Could you pull out every line of the material below that contains the word "thick"?
___
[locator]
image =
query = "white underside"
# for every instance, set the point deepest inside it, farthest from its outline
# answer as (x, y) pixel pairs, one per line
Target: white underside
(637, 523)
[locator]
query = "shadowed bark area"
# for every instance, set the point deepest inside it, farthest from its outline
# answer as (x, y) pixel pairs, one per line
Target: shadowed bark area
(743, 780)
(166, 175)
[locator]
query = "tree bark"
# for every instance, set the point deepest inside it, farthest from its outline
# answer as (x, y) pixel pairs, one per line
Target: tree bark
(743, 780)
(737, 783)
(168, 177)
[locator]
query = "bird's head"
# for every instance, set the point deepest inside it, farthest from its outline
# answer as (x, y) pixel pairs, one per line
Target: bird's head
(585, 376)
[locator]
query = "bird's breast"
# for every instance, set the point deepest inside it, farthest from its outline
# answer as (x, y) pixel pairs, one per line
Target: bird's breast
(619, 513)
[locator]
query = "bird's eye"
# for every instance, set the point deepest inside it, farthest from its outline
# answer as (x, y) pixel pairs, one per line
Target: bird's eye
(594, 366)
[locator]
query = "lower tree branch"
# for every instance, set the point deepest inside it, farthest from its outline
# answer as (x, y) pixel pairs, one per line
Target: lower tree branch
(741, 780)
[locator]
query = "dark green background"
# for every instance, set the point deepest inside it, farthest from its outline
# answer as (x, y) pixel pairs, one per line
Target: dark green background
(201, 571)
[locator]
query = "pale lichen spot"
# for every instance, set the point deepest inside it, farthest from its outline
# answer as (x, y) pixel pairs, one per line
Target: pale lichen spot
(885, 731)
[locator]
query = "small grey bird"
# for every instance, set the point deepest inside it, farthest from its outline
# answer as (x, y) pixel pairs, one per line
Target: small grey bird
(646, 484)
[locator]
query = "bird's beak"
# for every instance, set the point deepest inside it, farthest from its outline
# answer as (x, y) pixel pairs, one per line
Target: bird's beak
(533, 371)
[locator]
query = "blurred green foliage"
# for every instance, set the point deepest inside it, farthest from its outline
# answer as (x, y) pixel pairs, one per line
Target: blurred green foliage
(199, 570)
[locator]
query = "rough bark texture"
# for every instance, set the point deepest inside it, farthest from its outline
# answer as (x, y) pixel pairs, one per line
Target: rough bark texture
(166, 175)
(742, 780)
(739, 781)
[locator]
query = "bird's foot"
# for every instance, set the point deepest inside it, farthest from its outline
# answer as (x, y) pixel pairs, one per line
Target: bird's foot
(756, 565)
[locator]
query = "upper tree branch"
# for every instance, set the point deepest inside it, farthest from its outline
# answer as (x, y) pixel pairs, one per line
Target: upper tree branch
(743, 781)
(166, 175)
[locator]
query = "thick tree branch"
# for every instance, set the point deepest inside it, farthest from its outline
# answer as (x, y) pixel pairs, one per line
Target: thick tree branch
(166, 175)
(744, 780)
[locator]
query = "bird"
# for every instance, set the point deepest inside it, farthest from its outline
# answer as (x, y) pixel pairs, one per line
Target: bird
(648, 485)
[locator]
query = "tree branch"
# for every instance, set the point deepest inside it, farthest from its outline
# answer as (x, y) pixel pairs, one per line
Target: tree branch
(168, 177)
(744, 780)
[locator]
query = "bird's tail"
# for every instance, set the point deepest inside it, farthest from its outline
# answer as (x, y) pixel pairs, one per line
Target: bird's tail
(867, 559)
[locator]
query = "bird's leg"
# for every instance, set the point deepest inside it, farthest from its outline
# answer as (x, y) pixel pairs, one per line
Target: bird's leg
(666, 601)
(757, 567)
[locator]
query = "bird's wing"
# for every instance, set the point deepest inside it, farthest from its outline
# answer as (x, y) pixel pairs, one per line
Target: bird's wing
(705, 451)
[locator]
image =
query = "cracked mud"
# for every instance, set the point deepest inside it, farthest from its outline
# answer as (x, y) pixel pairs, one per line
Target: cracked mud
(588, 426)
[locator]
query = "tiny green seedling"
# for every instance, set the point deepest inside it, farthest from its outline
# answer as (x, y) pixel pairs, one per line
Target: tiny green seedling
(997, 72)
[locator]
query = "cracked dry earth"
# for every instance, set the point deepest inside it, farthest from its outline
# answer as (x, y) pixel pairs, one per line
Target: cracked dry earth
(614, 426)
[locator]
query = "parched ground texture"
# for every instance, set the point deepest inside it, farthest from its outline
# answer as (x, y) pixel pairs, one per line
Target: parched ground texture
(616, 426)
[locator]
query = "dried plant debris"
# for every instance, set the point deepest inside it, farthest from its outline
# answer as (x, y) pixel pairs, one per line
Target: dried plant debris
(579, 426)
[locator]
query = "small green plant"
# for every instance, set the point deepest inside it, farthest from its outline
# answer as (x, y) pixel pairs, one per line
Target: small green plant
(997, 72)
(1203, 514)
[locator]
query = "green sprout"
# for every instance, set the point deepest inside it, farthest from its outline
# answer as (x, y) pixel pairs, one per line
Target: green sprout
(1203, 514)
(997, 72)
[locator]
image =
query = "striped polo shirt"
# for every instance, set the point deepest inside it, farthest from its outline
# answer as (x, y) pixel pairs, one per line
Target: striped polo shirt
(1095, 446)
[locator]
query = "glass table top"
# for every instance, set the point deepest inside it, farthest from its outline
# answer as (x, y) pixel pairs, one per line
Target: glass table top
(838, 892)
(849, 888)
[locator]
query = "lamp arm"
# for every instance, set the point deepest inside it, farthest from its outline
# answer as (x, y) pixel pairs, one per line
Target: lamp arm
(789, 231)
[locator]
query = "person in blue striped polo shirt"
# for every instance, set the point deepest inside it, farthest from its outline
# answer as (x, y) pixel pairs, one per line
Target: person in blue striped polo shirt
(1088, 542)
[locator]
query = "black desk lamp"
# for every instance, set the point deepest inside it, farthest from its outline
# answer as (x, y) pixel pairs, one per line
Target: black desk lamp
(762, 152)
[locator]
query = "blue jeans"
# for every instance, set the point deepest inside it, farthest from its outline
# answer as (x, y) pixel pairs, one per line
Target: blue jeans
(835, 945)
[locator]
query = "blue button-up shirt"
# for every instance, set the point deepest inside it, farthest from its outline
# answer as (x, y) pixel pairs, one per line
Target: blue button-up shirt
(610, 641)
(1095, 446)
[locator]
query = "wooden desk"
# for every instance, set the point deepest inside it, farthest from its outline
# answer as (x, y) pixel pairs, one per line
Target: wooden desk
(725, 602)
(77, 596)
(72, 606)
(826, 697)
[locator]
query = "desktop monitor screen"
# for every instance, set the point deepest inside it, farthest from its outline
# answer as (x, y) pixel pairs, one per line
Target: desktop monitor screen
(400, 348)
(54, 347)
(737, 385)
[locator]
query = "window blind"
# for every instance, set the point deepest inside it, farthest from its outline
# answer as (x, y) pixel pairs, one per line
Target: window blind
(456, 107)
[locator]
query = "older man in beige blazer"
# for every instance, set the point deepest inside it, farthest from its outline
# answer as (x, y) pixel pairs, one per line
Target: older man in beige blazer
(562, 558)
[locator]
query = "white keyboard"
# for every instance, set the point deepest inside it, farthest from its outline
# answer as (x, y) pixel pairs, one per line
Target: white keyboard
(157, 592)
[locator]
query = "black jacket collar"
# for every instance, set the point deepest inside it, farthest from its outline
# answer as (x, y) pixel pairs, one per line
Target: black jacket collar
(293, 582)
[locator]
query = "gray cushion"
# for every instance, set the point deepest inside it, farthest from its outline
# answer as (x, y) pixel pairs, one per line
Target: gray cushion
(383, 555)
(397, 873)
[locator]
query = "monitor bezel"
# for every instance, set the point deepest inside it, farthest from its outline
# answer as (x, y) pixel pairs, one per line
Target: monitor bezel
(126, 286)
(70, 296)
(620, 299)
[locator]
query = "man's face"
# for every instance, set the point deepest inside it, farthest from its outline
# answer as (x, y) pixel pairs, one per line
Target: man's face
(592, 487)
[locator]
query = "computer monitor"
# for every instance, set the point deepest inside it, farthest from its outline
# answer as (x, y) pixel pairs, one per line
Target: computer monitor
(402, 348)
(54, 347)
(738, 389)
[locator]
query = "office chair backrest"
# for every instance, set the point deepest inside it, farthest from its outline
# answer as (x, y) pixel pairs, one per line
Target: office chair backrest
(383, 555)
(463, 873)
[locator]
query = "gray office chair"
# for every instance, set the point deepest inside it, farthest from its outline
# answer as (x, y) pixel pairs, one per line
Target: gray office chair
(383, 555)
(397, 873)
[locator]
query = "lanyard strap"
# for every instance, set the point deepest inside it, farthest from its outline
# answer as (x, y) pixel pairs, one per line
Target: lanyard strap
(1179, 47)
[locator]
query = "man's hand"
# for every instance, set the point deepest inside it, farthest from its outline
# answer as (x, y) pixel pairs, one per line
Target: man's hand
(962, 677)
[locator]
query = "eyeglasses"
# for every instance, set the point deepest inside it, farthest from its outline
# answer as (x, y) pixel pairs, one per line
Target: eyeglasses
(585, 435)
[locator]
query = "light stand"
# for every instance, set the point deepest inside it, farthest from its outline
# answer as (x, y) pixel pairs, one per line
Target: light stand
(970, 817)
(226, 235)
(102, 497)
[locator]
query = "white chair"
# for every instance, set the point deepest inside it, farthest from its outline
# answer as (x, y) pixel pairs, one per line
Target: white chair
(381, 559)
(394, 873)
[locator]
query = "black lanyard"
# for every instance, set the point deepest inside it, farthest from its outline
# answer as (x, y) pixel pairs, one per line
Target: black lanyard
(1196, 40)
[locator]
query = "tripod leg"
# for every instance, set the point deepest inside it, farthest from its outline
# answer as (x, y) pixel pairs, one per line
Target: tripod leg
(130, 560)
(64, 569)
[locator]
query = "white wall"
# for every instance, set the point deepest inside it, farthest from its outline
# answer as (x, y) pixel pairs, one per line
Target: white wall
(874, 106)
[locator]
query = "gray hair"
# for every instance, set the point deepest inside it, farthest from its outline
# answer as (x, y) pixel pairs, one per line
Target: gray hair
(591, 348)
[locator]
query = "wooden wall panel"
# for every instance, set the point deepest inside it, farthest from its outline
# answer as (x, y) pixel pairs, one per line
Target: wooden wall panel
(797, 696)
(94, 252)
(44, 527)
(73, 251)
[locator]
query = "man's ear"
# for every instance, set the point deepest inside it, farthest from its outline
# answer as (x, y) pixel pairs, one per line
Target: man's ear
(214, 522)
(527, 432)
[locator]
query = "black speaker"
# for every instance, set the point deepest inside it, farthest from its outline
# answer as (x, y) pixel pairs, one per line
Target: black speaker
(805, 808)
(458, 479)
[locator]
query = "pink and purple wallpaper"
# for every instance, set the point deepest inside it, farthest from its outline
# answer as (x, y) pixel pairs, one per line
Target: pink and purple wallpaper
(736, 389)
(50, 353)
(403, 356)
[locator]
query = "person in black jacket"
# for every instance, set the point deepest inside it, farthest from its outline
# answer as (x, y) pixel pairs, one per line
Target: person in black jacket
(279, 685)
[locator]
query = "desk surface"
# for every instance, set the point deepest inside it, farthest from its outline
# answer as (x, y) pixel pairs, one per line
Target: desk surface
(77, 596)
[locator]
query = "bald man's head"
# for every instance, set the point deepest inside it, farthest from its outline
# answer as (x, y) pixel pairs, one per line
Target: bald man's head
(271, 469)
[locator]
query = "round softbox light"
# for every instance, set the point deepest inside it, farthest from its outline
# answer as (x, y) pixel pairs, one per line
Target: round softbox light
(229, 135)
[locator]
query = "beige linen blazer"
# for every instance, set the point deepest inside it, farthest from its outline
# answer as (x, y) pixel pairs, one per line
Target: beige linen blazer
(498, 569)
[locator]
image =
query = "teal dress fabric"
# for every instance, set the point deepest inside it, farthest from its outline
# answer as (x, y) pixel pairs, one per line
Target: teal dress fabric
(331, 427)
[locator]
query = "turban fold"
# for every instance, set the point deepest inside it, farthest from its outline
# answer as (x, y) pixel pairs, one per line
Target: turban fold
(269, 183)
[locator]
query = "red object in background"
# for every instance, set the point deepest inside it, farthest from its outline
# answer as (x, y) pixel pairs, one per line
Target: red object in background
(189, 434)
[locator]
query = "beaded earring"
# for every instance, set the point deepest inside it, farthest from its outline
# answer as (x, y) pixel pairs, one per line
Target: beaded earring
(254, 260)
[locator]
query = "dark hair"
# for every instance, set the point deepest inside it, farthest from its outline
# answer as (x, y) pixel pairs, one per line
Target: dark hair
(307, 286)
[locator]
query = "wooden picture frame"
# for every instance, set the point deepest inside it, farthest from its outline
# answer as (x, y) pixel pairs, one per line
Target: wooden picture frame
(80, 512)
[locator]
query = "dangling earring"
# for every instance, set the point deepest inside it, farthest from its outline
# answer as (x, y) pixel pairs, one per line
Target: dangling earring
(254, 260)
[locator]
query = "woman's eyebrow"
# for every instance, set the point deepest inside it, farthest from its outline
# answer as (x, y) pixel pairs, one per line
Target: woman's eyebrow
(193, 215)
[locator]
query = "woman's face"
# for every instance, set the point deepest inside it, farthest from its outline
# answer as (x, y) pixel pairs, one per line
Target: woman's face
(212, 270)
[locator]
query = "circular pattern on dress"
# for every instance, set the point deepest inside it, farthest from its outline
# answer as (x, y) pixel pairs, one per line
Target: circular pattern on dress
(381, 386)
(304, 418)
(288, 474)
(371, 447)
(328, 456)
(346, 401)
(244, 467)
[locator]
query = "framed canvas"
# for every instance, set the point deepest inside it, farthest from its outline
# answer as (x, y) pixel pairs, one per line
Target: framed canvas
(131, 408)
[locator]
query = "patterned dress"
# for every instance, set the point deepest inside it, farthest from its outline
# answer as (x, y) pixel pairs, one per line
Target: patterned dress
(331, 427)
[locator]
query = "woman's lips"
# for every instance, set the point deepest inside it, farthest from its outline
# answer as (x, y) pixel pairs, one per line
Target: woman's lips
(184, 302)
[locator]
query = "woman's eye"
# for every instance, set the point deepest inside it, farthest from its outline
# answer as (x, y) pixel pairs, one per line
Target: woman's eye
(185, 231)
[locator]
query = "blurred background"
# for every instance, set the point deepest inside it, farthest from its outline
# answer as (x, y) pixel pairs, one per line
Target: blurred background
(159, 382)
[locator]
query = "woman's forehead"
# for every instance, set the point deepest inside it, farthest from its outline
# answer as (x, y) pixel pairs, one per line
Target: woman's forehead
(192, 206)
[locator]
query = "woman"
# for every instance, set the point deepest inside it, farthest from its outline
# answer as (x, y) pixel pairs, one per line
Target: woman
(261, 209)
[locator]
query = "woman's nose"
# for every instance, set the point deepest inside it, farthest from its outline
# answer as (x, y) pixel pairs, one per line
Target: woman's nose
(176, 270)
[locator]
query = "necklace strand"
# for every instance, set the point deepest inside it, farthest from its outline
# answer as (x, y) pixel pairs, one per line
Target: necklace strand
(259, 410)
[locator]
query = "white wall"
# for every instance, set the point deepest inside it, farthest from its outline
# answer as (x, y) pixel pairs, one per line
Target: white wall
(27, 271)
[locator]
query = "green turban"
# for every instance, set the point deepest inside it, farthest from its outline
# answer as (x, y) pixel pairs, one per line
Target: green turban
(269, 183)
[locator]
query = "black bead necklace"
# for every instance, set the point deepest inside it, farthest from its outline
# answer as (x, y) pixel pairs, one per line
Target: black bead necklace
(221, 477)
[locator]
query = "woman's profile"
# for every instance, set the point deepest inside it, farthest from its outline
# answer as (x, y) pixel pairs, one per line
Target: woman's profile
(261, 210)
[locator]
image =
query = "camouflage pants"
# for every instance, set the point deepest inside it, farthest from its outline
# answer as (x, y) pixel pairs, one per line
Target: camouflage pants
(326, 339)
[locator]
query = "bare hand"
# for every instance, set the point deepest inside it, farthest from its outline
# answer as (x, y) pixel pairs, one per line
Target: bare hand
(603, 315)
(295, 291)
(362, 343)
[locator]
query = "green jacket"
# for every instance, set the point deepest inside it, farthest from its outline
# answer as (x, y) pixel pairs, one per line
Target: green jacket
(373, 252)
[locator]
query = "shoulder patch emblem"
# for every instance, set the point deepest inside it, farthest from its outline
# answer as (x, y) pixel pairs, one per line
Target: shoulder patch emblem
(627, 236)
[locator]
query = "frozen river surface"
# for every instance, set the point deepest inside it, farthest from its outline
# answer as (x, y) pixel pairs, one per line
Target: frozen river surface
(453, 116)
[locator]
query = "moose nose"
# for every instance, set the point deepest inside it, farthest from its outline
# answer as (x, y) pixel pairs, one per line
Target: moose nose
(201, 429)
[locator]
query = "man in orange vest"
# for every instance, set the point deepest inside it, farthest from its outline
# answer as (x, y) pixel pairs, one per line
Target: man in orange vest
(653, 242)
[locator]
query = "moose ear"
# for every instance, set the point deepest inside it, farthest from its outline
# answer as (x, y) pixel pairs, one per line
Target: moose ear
___
**Task output**:
query = "thick tree branch"
Target: thick tree branch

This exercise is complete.